+++ Selection
Roman Hinderer (in Chinese called Te) (21 September 1668 – 24 August 1744) was a German Jesuit missionary in imperial China.

Biography
He was born at Reiningen, near Mülhausen (Mulhouse) in Alsace (in what is now France), and died at Shang-ho, in Jiangnan.

On 6 September 1688 he joined the Society of Jesus and became a member of the German province, whence he went to China in 1707. Here the Kangxi Emperor invited him by personal request to collaborate in the great map and chart work in which the Jesuits, acting under imperial instructions, were then engaged. He laboured with Anne-Marie de Mailla and Jean-Baptiste Régis on the mapping of the provinces of Henan, Jiangnan, Zhejiang and Fujian (cfr. Du Halde, "Description de la Chine", The Hague, 1736, I, pref., xliii; and Richthofen, "China," Berlin, 1877, I, 682).
++++++
+++ Supplied data
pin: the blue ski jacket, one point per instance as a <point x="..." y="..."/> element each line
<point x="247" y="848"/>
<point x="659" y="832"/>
++++++
### Goal
Summarize the Roman Hinderer biography above in two sentences.

### Full answer
Roman Hinderer (1668–1744), called Te in Chinese, was a German Jesuit missionary born at Reiningen in Alsace who joined the Society of Jesus in 1688 and went to China in 1707. There the Kangxi Emperor personally invited him to join the Jesuits' imperial mapping work, and he helped map the provinces of Henan, Jiangnan, Zhejiang and Fujian with Anne-Marie de Mailla and Jean-Baptiste Régis.